---------- Dataset entries

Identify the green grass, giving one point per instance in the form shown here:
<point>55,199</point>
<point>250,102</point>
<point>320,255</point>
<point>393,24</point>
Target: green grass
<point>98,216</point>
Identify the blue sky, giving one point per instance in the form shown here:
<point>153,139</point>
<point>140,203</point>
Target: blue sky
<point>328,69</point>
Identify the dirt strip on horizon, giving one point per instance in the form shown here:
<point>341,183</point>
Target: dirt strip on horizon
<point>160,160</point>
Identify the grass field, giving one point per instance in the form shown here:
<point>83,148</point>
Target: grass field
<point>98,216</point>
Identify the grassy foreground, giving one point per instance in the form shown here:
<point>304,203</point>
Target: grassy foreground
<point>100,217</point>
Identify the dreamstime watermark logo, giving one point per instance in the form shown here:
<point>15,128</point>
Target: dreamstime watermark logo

--------------------

Task: From the line containing "<point>140,203</point>" through the last line of the entries above, print each line exactly as it stands.

Result below:
<point>140,203</point>
Target: blue sky
<point>328,69</point>
Identify the dirt strip on horizon, giving one point per instance in the form shown here:
<point>341,183</point>
Target: dirt strip on horizon
<point>160,160</point>
Identify the grass field, giving one point per instance in the form shown here:
<point>83,148</point>
Target: grass field
<point>98,216</point>
Identify the grassy foreground, giving one point per instance in the form shown here:
<point>304,203</point>
Target: grassy foreground
<point>100,217</point>
Identify the dreamstime watermark logo, giving one point per instance in the form shown here:
<point>15,128</point>
Target: dreamstime watermark logo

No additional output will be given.